▶ **Quoted text**:
Most of Matabeleland North schools have no facilities to cater for children with mental and physical challenges. Image by Unsplash


BY NOKUTHABA DLAMINI | @The_CBNews | This email address is being protected from spambots. You need JavaScript enabled to view it. | NOV 15, 2021

An underfunded education sector is felt by the remote and most vulnerable in Matabeleland North.


MATABELELAND NORTH (The Citizen Bulletin) — Mosi-oa-Tunya, like most government-run schools in Matabeleland North, has no facilities to cater for children with mental and physical challenges.

The result has been many pupils dropping out of school or their parents failing to enrol them even at the Early Childhood Development (ECD) level.


“The schools should symbolise the concept of inclusiveness.”
Roland Sibanda, Mosi-Oa-Tunya High School head


Sibanda was speaking at the Secretary’ Merit Bell event held at the school in Victoria Falls recently, lamenting the government's failure to invest in infrastructure for disabled and special needs learners at his school.
 
From the restrooms to classrooms, sports and even teachers, most schools are not providing either of the above. It is the reason why Binga’s Mumuni Siatimbula (10) of Katete Village in Ward 25 under Chief Saba had to drop out of school when she had just begun her ECD journey in Kariyangwe School in 2016.
 
According to her parents, Mumuni was born visually impaired but could speak, walk and interact with others in general.


“She was forced to drop out just two weeks into the school because as a special needs child, we were required to walk her to school, which was over seven kilometres.”
Mumuni Siatimbula’s parents


“It was a long-distance, and even her teacher said she was not trained to teach a blind child, and the school also did not have fit stationery (braille) for her.”


Visually impaired child reading braille...Most of the schools do not have such stationery on their premises. Image by Unsplash


Mumuni's aim for taking her to school was to make her interact with her age mates.

▶ **Listed entries**:
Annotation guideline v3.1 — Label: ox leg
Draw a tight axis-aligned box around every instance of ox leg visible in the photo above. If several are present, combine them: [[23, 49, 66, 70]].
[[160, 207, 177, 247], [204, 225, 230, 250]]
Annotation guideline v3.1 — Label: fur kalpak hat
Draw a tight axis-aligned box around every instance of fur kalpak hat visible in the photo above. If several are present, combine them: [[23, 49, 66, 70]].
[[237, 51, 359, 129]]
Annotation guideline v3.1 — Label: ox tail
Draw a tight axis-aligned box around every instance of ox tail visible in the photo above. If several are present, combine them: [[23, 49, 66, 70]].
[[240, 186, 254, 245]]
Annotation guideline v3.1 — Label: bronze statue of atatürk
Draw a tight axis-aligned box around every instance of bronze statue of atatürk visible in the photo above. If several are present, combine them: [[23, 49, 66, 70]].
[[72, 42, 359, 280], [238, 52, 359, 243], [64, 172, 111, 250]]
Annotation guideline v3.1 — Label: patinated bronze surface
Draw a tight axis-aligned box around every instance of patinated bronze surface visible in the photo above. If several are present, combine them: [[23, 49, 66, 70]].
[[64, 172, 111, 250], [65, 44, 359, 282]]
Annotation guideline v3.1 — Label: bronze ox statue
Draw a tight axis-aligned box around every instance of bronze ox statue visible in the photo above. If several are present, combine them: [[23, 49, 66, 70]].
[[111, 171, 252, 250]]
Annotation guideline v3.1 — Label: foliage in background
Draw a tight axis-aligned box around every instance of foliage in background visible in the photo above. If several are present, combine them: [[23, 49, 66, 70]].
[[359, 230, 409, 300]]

▶ **Exercise instructions**:
1/ Answer these questions using the article on schools in Matabeleland North, one line each:
(a) Where was the Secretary's Merit Bell event held?
(b) At which school did Mumuni Siatimbula start her ECD schooling, and in what year?
(c) According to her parents, how far did they have to walk her to school?
2/ Summarize the article on schools in Matabeleland North in two sentences.

▶ **Responses**:
1/
(a) At Mosi-oa-Tunya High School in Victoria Falls.
(b) Kariyangwe School, in 2016.
(c) Over seven kilometers.

2/ Most government-run schools in Matabeleland North, including Mosi-oa-Tunya, have no facilities for children with mental and physical challenges, so many pupils drop out or are never enrolled, even at the Early Childhood Development level. Mumuni Siatimbula, a visually impaired girl from Binga, left Kariyangwe School two weeks into her ECD year in 2016 because her parents had to walk her over seven kilometers to school, her teacher was not trained to teach a blind child, and the school had no braille stationery.